■ Directions
Return each line in the data below that contains the string "background".
====
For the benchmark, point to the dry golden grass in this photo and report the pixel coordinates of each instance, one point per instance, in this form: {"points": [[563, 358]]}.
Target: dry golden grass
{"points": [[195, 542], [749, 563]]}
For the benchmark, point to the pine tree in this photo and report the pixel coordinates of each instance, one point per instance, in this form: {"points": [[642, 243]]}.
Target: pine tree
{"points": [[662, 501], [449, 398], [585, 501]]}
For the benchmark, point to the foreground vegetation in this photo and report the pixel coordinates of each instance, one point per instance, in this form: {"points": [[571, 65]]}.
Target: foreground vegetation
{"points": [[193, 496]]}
====
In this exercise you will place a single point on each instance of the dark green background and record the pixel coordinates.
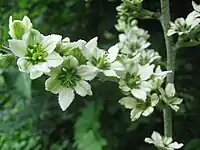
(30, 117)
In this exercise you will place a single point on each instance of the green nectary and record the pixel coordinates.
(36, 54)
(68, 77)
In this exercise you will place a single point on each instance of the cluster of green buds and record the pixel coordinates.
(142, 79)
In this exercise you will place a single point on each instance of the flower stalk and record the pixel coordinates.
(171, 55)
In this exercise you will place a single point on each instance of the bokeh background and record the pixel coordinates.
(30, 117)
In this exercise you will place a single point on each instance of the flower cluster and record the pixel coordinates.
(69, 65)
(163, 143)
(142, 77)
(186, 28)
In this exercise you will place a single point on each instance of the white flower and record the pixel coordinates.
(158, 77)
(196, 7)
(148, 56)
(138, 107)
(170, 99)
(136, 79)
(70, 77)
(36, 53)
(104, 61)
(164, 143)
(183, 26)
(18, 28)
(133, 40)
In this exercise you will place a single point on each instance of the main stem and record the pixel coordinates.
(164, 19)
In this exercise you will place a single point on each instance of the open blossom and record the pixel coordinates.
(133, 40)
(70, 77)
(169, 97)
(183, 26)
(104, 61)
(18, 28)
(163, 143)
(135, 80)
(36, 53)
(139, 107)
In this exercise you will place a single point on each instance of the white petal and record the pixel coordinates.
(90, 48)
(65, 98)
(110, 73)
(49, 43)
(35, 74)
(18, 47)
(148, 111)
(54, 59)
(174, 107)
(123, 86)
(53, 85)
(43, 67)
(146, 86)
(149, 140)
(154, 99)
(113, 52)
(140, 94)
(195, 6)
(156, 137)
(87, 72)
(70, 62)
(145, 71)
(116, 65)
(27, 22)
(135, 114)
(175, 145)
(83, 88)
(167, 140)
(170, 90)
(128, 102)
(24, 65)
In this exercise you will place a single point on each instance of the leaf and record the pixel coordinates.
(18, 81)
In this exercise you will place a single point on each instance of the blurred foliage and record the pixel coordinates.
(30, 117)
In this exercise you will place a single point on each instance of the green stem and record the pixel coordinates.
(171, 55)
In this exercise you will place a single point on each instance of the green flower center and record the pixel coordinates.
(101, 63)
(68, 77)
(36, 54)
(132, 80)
====
■ Solution
In this exercise you will place a single point on each instance of the dark green background and record the pixel coordinates.
In this exercise you will place a single point on each instance of the bokeh background and record the pixel coordinates.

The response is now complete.